Data records:
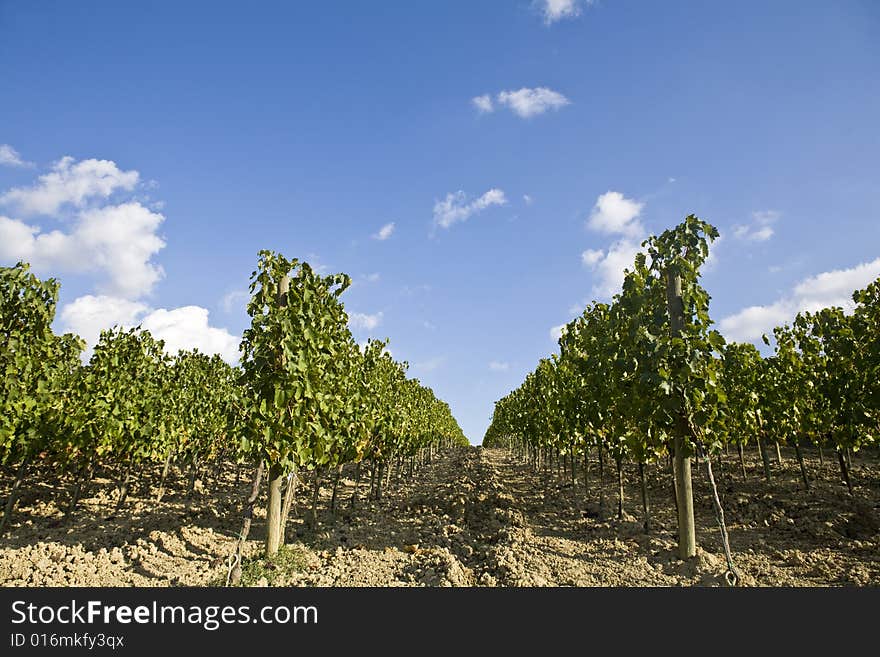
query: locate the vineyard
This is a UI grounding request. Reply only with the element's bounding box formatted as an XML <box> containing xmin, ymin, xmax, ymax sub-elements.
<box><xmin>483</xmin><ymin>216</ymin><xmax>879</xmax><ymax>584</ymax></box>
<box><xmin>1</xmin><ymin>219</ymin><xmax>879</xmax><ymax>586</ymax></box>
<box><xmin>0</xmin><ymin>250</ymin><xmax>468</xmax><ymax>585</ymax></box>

--

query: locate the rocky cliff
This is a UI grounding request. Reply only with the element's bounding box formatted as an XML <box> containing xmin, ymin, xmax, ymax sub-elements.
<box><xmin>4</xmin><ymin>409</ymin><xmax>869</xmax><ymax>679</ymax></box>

Task description: Select every line above that contains the word "query", and copy it.

Result of this task:
query: locate the vineyard
query: locate the rocky cliff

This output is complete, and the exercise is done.